* [WHAT THE TASK ASKS]: Pick out each line in the records below that contains the string "hedge" and copy it. Letter case counts when matching.

* [PROVIDED DATA]:
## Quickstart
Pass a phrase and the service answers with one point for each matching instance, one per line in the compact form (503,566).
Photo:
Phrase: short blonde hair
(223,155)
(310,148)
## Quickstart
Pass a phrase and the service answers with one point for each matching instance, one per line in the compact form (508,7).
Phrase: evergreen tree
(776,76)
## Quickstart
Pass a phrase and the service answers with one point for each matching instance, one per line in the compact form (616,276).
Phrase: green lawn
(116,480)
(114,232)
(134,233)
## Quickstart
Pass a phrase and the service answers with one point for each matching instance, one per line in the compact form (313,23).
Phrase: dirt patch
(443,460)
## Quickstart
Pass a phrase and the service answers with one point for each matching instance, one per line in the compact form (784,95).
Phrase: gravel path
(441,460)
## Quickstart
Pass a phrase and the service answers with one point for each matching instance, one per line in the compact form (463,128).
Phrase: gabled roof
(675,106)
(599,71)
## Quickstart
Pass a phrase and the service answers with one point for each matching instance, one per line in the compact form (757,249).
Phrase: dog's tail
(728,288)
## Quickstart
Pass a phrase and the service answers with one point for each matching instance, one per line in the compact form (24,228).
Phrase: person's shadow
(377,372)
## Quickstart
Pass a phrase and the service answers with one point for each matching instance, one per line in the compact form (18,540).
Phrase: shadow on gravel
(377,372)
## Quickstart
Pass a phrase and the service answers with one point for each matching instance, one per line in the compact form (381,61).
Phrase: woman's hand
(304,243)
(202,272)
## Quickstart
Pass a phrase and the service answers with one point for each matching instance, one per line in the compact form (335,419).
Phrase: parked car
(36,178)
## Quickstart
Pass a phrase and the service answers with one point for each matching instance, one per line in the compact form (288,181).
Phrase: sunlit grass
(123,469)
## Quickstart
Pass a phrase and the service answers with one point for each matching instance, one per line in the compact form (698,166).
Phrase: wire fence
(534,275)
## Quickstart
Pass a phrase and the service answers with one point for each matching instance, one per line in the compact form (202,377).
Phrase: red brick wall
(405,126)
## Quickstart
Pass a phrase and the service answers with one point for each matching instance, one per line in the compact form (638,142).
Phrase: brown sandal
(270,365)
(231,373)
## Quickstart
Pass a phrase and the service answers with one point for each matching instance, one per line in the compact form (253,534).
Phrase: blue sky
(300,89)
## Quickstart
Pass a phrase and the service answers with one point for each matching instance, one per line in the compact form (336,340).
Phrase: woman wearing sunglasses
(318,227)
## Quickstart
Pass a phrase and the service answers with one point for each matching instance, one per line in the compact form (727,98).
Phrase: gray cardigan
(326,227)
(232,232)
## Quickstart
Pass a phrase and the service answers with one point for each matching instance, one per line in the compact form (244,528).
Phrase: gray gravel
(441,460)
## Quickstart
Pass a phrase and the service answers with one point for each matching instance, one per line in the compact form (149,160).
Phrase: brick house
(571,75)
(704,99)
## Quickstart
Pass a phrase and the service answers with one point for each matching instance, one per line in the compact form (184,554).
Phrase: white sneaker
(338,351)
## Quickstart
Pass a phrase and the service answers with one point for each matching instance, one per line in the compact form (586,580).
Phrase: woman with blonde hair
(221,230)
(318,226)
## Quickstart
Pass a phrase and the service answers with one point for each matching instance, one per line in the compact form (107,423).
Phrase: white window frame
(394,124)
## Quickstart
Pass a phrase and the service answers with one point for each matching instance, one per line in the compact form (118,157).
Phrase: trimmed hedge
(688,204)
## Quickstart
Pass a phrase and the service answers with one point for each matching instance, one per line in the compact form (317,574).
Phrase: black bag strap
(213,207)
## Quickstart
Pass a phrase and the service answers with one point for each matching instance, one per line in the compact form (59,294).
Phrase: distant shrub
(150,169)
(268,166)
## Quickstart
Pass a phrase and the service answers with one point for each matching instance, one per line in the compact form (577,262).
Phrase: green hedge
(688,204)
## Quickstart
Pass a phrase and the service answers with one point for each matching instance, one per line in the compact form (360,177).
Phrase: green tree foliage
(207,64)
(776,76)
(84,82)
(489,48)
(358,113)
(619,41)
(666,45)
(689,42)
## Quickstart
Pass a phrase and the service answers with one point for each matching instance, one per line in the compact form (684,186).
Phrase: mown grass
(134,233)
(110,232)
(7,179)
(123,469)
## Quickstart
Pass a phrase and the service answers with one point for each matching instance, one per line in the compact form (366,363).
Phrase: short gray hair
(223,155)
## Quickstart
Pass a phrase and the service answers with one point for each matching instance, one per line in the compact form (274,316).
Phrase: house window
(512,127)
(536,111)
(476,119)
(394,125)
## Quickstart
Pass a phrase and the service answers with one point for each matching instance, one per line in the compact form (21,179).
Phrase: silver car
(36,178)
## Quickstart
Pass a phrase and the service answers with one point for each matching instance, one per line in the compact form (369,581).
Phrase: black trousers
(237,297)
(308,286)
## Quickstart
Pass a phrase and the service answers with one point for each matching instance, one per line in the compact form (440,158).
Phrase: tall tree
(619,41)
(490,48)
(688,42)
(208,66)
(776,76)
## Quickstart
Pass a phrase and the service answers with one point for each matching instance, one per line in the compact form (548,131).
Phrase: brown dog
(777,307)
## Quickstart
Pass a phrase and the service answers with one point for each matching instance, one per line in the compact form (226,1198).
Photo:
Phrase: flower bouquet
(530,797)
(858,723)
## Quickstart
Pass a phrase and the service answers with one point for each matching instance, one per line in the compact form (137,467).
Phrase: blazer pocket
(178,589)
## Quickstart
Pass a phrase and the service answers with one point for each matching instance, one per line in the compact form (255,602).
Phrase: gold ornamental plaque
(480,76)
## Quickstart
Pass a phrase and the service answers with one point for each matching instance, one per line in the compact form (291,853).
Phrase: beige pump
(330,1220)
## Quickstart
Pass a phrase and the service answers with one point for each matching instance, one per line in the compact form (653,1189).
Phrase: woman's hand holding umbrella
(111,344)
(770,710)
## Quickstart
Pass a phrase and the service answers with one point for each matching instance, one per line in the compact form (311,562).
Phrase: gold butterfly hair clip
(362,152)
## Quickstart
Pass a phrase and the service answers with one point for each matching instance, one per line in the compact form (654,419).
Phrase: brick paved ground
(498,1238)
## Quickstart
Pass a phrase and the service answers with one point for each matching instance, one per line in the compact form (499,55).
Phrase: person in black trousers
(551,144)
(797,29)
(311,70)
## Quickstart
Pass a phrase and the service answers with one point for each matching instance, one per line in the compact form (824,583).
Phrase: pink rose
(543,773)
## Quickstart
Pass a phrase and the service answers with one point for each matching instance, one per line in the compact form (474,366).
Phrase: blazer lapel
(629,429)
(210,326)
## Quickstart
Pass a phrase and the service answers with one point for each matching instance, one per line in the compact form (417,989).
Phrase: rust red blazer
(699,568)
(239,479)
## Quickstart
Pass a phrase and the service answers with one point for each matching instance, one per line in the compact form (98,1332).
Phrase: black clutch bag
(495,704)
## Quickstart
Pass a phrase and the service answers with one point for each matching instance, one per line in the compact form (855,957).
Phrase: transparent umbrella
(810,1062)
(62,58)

* [FINISHED EXERCISE]:
Phrase: trimmed hedge
Phrase: green hedge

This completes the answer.